### SELECTED TEXT
....
Christo and Jeanne-Claude have been working together since 1961 when they made their first outdoor temporary wrapped work, Dockside Packages, Cologne Harbour, but it was only in 1994 that they officially merged into the artistic entity that is Christo and Jeanne-Claude. They are best known for wrapping public buildings—most notably Paris’s Pont Neuf (1985) and the Reichstag in Berlin (1995)—but in fact their projects involve the use of fabric in multifarious forms. The duo have punctuated New York’s Central Park with over 500 vinyl gates, run a row of curtains through Colorado, floated pink polypropylene around 11 islands in Florida’s Key Biscayne and their current work in progress, Over the River, aims to suspend a canopy of translucent reflective panels at eight points above a 40-mile stretch of the Arkansas River in South-Central Colorado. Not only was Christo’s work on show in five galleries at the first Art Basel, a year later in 1971 Annely Juda devoted its entire stand to his drawings and collages—the first solo show of an artist at the fair.
....
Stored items

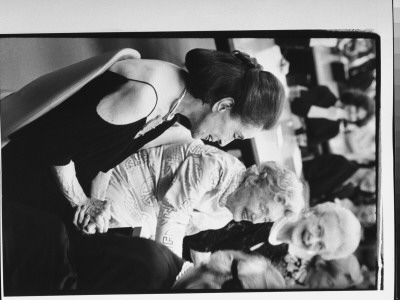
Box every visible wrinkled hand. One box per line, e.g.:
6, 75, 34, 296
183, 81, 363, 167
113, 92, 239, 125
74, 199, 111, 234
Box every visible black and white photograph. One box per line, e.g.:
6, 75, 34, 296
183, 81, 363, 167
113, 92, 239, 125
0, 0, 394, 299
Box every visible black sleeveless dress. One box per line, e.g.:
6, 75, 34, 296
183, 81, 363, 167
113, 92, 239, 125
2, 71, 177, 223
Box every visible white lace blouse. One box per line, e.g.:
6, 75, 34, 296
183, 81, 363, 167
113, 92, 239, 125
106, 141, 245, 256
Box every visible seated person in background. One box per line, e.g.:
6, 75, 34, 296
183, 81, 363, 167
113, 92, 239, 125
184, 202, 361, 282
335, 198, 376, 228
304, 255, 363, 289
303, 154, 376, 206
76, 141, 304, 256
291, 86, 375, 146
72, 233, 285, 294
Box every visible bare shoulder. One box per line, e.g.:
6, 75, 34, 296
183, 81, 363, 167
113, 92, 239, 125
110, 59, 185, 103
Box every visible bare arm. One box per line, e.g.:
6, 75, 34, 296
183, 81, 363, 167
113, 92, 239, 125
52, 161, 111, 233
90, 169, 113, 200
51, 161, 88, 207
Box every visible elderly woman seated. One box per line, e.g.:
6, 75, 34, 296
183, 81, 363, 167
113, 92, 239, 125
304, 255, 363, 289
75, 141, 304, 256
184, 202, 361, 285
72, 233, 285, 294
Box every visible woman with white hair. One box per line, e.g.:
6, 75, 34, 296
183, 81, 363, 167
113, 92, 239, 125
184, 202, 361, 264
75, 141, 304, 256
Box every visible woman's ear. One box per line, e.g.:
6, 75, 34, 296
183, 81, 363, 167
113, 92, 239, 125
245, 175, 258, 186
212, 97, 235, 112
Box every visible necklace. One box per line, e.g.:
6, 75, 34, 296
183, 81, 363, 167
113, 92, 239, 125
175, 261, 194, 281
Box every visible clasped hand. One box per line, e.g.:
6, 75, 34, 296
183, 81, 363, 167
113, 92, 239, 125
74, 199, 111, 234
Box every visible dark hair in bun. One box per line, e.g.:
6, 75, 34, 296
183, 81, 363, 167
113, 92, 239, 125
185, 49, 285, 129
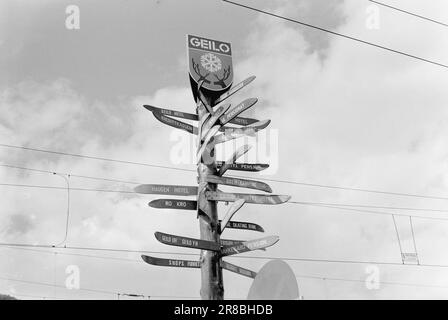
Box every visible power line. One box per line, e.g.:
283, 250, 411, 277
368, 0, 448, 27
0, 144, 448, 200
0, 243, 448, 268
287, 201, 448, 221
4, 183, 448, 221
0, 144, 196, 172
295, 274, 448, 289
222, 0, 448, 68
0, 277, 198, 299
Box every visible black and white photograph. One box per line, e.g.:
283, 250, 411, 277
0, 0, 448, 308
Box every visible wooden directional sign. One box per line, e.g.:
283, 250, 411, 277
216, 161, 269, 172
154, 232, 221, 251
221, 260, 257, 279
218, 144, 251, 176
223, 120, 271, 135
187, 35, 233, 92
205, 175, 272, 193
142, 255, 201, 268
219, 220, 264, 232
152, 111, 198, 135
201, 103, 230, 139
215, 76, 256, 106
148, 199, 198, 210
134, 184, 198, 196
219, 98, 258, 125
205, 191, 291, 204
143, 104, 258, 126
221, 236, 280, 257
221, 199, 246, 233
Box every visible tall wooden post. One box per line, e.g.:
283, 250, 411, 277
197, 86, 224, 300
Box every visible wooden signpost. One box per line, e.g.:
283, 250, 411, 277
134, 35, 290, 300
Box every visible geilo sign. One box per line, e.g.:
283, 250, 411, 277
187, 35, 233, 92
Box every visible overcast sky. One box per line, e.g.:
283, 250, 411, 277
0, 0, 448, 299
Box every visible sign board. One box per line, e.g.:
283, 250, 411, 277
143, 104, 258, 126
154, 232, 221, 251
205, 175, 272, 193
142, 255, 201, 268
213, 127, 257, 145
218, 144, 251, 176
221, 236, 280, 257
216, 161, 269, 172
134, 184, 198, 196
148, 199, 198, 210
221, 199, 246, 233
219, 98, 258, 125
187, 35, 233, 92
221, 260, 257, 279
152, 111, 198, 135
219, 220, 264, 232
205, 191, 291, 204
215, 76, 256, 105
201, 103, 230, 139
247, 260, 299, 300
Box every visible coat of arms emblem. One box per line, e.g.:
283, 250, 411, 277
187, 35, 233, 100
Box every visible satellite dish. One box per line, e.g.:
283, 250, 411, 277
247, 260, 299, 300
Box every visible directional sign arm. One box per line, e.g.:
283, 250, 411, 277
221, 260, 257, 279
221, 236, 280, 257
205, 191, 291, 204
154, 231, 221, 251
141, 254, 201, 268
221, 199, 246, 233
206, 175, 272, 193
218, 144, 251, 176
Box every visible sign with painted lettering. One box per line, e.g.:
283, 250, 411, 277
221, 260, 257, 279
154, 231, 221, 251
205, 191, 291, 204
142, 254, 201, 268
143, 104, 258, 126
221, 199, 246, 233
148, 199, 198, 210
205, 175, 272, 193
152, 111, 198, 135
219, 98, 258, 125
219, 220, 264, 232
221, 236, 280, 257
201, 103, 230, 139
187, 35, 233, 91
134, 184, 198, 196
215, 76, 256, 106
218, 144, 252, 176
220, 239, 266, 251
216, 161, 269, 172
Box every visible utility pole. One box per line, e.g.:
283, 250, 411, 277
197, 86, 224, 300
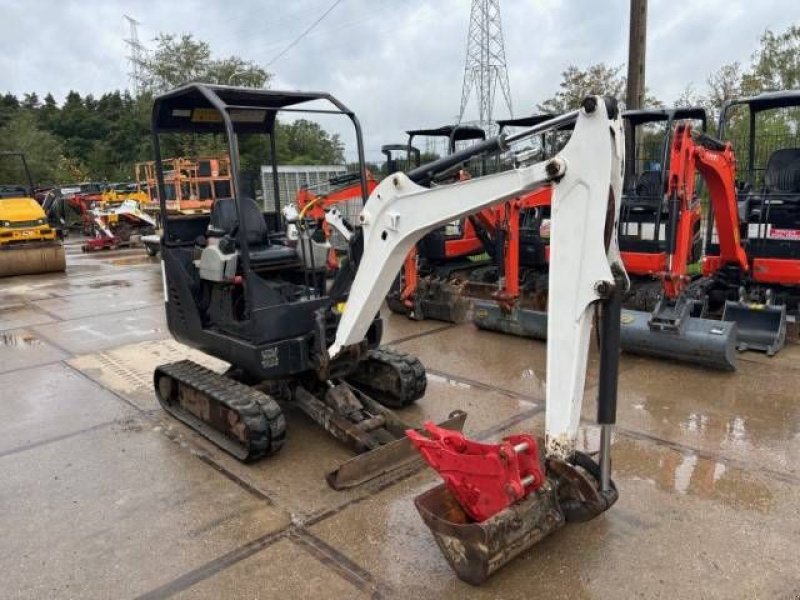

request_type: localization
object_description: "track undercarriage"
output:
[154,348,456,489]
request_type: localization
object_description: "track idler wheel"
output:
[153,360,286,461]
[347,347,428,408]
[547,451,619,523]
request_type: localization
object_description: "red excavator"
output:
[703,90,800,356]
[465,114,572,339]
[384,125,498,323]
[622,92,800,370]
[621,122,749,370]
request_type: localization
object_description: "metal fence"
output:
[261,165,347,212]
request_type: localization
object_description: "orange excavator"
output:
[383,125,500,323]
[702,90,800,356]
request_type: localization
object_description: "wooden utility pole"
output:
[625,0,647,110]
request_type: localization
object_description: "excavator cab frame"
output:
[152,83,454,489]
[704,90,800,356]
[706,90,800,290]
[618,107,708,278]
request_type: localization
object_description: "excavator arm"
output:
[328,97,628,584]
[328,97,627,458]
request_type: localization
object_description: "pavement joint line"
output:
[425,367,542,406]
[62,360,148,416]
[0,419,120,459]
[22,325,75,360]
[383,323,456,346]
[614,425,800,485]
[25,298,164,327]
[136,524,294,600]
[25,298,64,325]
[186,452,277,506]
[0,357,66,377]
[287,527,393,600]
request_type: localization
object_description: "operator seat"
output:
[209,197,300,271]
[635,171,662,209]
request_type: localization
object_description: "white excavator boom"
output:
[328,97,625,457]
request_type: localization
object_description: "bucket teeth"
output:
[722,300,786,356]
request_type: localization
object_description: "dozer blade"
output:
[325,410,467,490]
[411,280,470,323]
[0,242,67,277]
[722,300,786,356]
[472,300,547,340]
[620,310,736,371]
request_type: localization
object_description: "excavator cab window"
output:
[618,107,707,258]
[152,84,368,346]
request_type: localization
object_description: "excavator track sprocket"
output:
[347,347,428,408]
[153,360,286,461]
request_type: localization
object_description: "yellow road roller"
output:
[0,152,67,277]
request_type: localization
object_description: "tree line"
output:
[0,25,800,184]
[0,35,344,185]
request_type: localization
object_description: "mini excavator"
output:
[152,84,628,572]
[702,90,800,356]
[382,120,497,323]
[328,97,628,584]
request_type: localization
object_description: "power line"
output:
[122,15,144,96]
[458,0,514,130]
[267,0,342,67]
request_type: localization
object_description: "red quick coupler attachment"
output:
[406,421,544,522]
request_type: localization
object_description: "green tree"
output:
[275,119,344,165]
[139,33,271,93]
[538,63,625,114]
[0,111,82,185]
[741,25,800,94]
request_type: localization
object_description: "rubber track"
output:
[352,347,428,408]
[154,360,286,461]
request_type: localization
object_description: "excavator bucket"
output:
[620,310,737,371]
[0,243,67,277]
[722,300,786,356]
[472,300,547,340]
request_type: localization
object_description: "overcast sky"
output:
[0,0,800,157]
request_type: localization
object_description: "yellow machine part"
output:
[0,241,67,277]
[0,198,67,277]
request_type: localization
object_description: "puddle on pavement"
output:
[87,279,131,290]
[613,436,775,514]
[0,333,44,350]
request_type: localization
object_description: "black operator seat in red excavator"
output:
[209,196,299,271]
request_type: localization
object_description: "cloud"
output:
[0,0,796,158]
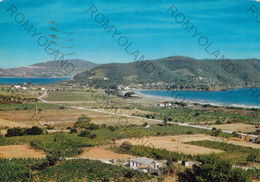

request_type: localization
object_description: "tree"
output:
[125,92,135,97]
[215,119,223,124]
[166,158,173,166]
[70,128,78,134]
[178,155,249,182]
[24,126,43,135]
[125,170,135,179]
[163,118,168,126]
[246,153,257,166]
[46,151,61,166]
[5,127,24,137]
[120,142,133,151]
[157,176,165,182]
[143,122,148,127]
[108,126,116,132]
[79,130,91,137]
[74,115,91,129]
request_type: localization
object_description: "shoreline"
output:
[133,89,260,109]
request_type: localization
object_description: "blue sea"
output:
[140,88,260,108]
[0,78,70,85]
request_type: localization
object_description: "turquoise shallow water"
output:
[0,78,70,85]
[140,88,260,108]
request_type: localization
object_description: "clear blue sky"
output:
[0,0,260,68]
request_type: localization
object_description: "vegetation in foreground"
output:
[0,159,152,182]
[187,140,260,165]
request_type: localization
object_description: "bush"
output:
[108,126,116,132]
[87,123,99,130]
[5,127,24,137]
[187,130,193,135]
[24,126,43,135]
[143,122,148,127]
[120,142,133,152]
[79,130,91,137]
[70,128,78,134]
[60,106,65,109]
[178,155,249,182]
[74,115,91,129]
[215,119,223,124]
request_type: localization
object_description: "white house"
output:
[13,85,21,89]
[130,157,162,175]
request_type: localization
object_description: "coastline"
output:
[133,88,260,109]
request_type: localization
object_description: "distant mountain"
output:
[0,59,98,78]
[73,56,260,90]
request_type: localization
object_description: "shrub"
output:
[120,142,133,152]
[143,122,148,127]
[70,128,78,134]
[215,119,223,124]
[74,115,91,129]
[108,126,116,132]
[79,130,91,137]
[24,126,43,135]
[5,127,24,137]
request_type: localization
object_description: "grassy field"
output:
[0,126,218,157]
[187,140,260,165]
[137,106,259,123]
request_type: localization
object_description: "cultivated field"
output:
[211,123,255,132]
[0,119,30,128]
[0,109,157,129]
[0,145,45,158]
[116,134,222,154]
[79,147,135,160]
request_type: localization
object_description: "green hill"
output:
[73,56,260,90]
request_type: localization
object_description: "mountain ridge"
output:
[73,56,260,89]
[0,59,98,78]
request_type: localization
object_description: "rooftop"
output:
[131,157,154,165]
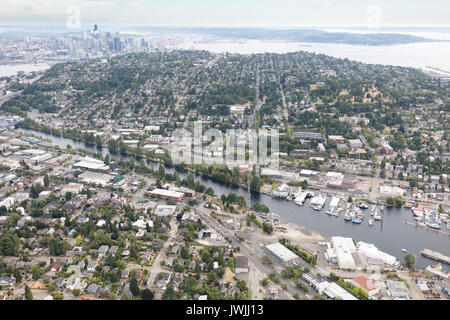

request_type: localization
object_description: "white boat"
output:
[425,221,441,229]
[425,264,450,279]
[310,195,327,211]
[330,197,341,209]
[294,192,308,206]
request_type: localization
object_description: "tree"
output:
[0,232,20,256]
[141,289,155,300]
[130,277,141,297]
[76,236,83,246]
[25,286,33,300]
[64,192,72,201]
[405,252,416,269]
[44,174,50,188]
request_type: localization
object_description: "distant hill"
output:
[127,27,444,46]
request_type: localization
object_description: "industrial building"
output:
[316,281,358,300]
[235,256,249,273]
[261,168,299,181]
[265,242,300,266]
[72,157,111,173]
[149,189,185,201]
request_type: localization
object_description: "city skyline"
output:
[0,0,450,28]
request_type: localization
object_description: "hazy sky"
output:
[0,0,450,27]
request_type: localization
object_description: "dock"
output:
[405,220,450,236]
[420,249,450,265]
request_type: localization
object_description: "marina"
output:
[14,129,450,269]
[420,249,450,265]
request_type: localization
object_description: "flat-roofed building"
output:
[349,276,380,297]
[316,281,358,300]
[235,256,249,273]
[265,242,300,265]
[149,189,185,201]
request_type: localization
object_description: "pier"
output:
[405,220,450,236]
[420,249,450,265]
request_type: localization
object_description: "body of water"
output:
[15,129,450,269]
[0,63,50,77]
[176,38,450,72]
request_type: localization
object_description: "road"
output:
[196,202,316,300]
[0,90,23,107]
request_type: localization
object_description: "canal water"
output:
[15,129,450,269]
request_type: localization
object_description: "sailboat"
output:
....
### WHAT TO WORK ON
A - Please explain, using the passage on Christo and Jeanne-Claude, what made Annely Juda's 1971 stand at Art Basel notable.
B - According to the passage on Christo and Jeanne-Claude, in what year did the two officially merge into a single artistic entity?

### WRITTEN RESPONSES
A - In 1971 Annely Juda devoted its entire stand to Christo's drawings and collages. This made it the first solo show of an artist at the fair.

B - 1994.